> [Source extract]
VANCOUVER—Though Canada has one of the largest co-operative movements in the world, it is – with some exceptions – a rather conservative sector, which has drifted away from grassroots organizing.
“There’s something on the order of a third of all Canadians that have a membership in a co-op … we’re talking about hundreds of billions of dollars of assets, Canada has one of the biggest co-op movements anywhere in the world, and the worker co-op movement here is tiny,” said Hazel Corocan, the Executive Director of the Canadian Workers Co-op Federation. The Canadian Co-operative Association reports that there are approximately 9,000 co-ops in Canada, together employing 155,000 people and serving over 18 million members.
Diversity within the co-op sector in Canada makes generalizations difficult. Beyond the bylaws and a yearly meeting, it is hard to think of many parallels between, for example, small-scale workers’ co-ops, and credit unions with hundreds of billions of dollars in assets. Over the past years, the Harper government has taken an axe to many of the financial supports the government was providing to co-ops to start up and maintain their operations.
“My sense is that there’s growing interest in the worker co-op movement … The interest is growing but the availability of supports is, in most places, harder,” said Corocan, who pointed out that the federal government department devoted to co-operatives had their personnel slashed from 94 staffers to 15.
Co-ops During Quebec Tumult
Over the course of 2012, residents of Québec, and especially of larger urban areas like Montreal and Quebec, have lived through the most intense and tumultuous student strike in Canada. The sustained activities on the streets of Quebec raised the question of whether or not the co-op sector could have, in some way, helped the student movement.
Dru Oja Jay lives in Montréal, where he is active in two co-ops, the Media Co-op and Journal Ensemble, a magazine dedicated to covering the co-operative movement in Quebec.
“There isn’t anything magical about co-operatives that make them inherently better than other organizations in this or any other context, but I think that having a democratic structure, and the expectation of accountability that comes with member-owned structures can tilt the balance in favour of popular mobilizations,” said Jay.

> [Things to do]
(A) Reproduce the passage of the co-op article that runs between "Dru Oja Jay" and "movement in Quebec.", inclusive.
(B) Take the article on Canadian co-operatives further, continuing from its final sentence.

> [Listing]
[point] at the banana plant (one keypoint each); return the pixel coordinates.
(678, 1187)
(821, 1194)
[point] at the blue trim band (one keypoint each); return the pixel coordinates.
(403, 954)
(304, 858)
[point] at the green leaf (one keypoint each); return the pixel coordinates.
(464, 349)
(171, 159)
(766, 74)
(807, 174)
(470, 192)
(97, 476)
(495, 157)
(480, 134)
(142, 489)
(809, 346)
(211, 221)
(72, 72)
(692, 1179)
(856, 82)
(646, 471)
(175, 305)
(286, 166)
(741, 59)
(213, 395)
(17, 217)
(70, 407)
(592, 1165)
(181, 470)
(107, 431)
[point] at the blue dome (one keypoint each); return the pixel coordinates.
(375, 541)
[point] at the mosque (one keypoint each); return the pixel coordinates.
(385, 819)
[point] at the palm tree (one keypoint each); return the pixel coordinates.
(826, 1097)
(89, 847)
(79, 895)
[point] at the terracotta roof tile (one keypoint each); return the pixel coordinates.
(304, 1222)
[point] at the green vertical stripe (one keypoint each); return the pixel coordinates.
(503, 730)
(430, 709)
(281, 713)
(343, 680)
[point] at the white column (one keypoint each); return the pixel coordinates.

> [Outputs]
(A)
Dru Oja Jay lives in Montréal, where he is active in two co-ops, the Media Co-op and Journal Ensemble, a magazine dedicated to covering the co-operative movement in Quebec.

(B)
In Jay’s opinion, the co-op movement had the potential to do more to support the student and social strike that lasted over six months.
“In Quebec, there’s a prevailing de-politicization among people active in co-ops,” Jay told Watershed Sentinel. “People have bought into the idea that businesses are not political to a large extent.” This indicates that many of those running co-operatives have chosen to do so as much for economic reasons as for any other motivations.
“There are, however, important currents that run counter to this, especially among younger and people more recently active within the co-op movement,” said Jay.
Alternative Spaces
Indeed, though they don’t carry the same weight as the powerhouses of the co-op movement, there are many co-operative projects in Quebec creating alternative spaces for socialization and creation.
The Media Co-op and Journal Ensemble attempted to respond to the movements in the streets during the strike with special coverage dedicated to the strike. The Media Co-op launched a special website for strike coverage, which, in the spirit of cooperation, aggregated news, images and videos being posted across various media into a single page, based on hash tags. “The Media Co-op had some good moments; we were able, I think, to expose a lot of people in English Canada to what is going on in Quebec in a level of detail that they weren’t getting from other media,” said Jay. “That said, the expectations should be higher. We should be able to respond to events like this with comprehensive, coordinated, and well-promoted coverage; that’s why organizations like the Media Co-op exist.”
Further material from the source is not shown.